Repeat every record exactly as written.
Listed records START
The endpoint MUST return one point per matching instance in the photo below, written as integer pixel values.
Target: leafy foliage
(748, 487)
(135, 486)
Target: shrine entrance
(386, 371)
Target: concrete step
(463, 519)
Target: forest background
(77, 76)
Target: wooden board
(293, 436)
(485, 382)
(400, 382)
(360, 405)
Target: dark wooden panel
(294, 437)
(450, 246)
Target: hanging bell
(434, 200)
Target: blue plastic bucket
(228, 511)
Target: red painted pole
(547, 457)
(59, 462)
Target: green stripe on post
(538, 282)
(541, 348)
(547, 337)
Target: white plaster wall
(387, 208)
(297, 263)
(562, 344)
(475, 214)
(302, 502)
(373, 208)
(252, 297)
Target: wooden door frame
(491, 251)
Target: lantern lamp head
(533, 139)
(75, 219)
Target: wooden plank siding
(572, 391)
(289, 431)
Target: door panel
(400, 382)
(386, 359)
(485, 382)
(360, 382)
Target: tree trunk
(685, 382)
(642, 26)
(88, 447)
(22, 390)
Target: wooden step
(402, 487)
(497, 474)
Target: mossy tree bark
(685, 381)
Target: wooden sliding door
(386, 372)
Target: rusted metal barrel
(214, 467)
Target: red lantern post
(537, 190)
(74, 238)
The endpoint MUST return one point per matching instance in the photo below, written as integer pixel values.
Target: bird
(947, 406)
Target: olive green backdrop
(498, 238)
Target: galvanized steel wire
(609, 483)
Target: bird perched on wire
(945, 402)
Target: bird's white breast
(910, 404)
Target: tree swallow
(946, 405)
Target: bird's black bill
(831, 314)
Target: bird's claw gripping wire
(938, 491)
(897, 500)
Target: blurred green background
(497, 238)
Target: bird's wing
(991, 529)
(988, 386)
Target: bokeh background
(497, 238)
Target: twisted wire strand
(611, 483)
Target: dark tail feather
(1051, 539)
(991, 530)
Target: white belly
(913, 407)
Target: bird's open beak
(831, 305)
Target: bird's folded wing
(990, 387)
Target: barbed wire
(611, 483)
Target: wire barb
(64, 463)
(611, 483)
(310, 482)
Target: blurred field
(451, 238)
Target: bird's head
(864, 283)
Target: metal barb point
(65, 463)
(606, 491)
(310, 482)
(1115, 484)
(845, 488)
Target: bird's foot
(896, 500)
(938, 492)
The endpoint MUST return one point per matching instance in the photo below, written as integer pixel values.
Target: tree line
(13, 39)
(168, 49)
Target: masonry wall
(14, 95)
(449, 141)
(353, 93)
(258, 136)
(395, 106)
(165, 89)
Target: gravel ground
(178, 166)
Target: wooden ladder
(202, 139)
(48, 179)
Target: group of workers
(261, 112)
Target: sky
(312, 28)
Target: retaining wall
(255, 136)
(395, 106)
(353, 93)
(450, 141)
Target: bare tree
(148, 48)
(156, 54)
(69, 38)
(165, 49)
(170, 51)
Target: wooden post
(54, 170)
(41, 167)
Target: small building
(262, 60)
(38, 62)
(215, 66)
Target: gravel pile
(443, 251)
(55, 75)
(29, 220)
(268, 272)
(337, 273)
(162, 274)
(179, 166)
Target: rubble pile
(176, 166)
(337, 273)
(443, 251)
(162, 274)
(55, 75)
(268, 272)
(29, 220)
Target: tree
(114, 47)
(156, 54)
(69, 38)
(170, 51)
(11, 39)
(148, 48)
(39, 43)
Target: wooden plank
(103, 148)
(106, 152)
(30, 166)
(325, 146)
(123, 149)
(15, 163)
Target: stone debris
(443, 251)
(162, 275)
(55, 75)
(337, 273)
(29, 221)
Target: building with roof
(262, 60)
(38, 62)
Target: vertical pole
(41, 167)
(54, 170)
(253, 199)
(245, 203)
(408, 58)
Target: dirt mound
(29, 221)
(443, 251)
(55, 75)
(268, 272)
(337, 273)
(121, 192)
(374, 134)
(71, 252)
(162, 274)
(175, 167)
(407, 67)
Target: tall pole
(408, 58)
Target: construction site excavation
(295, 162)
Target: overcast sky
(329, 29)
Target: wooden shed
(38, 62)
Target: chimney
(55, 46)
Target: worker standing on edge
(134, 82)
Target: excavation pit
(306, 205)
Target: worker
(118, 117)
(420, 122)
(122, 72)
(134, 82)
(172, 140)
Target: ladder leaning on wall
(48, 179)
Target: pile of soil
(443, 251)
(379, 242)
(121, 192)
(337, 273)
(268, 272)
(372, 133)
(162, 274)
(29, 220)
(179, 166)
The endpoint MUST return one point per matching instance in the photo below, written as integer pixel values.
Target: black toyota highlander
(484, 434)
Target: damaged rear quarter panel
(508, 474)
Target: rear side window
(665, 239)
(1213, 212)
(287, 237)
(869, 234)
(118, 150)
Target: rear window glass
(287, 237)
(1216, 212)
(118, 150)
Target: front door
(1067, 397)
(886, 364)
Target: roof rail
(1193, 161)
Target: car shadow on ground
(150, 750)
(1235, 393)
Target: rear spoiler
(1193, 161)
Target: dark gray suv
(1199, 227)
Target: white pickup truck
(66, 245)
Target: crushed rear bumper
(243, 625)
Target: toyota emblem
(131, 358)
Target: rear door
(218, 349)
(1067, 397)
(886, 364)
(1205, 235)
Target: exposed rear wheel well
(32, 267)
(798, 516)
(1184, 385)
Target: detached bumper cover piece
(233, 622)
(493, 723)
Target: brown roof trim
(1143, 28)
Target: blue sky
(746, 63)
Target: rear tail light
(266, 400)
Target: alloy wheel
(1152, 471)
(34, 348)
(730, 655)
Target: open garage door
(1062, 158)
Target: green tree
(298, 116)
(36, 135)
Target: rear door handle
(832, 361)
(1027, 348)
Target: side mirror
Listed records END
§ **Solution to the problem**:
The endpoint MUST return one point per matching instance in the photo below, written as integer pixel values.
Target: leafy foliage
(748, 487)
(135, 486)
Target: shrine entrance
(386, 371)
Target: concrete step
(463, 519)
Target: forest background
(77, 76)
Target: wooden board
(293, 436)
(485, 382)
(400, 382)
(360, 405)
Target: dark wooden panel
(294, 437)
(450, 246)
Target: hanging bell
(434, 200)
Target: blue plastic bucket
(228, 511)
Target: red painted pole
(547, 457)
(59, 462)
Target: green stripe on post
(538, 282)
(541, 348)
(547, 337)
Target: white plaster wall
(387, 208)
(297, 263)
(562, 344)
(475, 214)
(302, 502)
(373, 208)
(252, 297)
Target: wooden door frame
(491, 251)
Target: lantern lamp head
(533, 139)
(75, 219)
Target: wooden plank siding
(572, 391)
(289, 431)
Target: door panel
(400, 382)
(386, 359)
(485, 382)
(360, 382)
Target: tree trunk
(685, 382)
(642, 26)
(88, 447)
(22, 390)
Target: wooden step
(402, 487)
(497, 474)
Target: mossy tree bark
(685, 381)
Target: wooden sliding door
(386, 372)
Target: rusted metal barrel
(214, 467)
Target: red lantern post
(537, 190)
(74, 238)
The endpoint MUST return one point per matching instance in the photo below, written as integer pixel values.
Target: bird
(947, 406)
Target: olive green backdrop
(498, 238)
Target: galvanized steel wire
(609, 483)
Target: bird perched on wire
(945, 402)
Target: bird's white breast
(910, 404)
Target: tree swallow
(946, 405)
Target: bird's black bill
(831, 314)
Target: bird's claw gripping wire
(938, 491)
(897, 500)
Target: blurred green background
(497, 238)
Target: bird's wing
(991, 529)
(988, 386)
Target: bokeh background
(497, 238)
Target: twisted wire strand
(611, 483)
Target: dark tail feather
(1051, 539)
(991, 530)
Target: white belly
(913, 407)
Target: bird's open beak
(831, 305)
Target: bird's folded wing
(990, 387)
Target: barbed wire
(611, 483)
Target: wire barb
(64, 463)
(611, 483)
(310, 482)
Target: blurred field
(451, 238)
Target: bird's head
(864, 283)
Target: metal barb point
(65, 463)
(606, 491)
(310, 482)
(1115, 484)
(845, 488)
Target: bird's foot
(896, 500)
(938, 492)
The endpoint MUST return one point per matching instance in the photo below, written as integer pixel values.
Target: tree line
(13, 39)
(168, 49)
Target: masonry wall
(14, 95)
(449, 141)
(353, 93)
(258, 136)
(395, 106)
(165, 89)
Target: gravel ground
(178, 166)
Target: wooden ladder
(202, 139)
(48, 179)
Target: group of workers
(261, 112)
Target: sky
(312, 28)
Target: retaining wall
(255, 136)
(395, 106)
(353, 93)
(450, 141)
Target: bare tree
(148, 48)
(156, 54)
(69, 38)
(165, 49)
(170, 51)
Target: wooden post
(54, 170)
(41, 167)
Target: small building
(262, 60)
(38, 62)
(215, 66)
Target: gravel pile
(443, 251)
(55, 75)
(29, 220)
(268, 272)
(337, 273)
(162, 274)
(179, 166)
Target: rubble pile
(176, 166)
(337, 273)
(443, 251)
(162, 274)
(55, 75)
(268, 272)
(29, 220)
Target: tree
(114, 47)
(156, 54)
(69, 38)
(170, 51)
(11, 39)
(148, 48)
(39, 43)
Target: wooden plank
(103, 148)
(106, 152)
(30, 166)
(325, 146)
(123, 149)
(15, 163)
Target: stone debris
(443, 251)
(162, 275)
(55, 75)
(337, 273)
(29, 221)
Target: building with roof
(262, 60)
(38, 62)
Target: vertical pole
(41, 167)
(54, 170)
(253, 199)
(245, 203)
(408, 58)
Target: dirt mound
(29, 221)
(443, 251)
(55, 75)
(268, 272)
(337, 273)
(121, 192)
(374, 134)
(71, 252)
(162, 274)
(175, 167)
(407, 67)
Target: tall pole
(408, 58)
Target: construction site excavation
(295, 162)
Target: overcast sky
(329, 29)
Target: wooden shed
(38, 62)
Target: chimney
(55, 46)
Target: worker standing on edge
(134, 82)
Target: excavation pit
(306, 205)
Target: worker
(118, 117)
(420, 122)
(122, 72)
(134, 82)
(172, 140)
Target: ladder leaning on wall
(48, 179)
Target: pile of soil
(443, 251)
(379, 242)
(121, 192)
(337, 273)
(268, 272)
(372, 133)
(162, 274)
(29, 220)
(179, 166)
The endpoint MUST return one point per matching instance in the photo below, written as integer pixel values.
Target: black toyota highlander
(484, 434)
Target: damaged rear quarter panel
(508, 474)
Target: rear side window
(665, 239)
(1213, 212)
(287, 237)
(869, 234)
(118, 150)
Target: rear window glass
(287, 237)
(1216, 212)
(118, 150)
Target: front door
(1067, 397)
(886, 364)
Target: roof rail
(1193, 161)
Target: car shadow on ground
(150, 750)
(1235, 393)
Target: rear spoiler
(1193, 161)
Target: dark gray suv
(1199, 227)
Target: white pickup truck
(66, 245)
Target: crushed rear bumper
(243, 625)
Target: toyota emblem
(131, 358)
Target: rear door
(218, 349)
(1067, 397)
(886, 364)
(1205, 235)
Target: exposed rear wheel well
(32, 267)
(798, 516)
(1184, 385)
Target: detached bumper cover piece
(233, 622)
(493, 723)
Target: brown roof trim
(1143, 28)
Target: blue sky
(746, 63)
Target: rear tail light
(266, 400)
Target: alloy wheel
(1152, 471)
(34, 348)
(730, 655)
Target: open garage door
(1062, 158)
Target: green tree
(298, 116)
(36, 135)
Target: rear door handle
(832, 361)
(1027, 348)
Target: side mirror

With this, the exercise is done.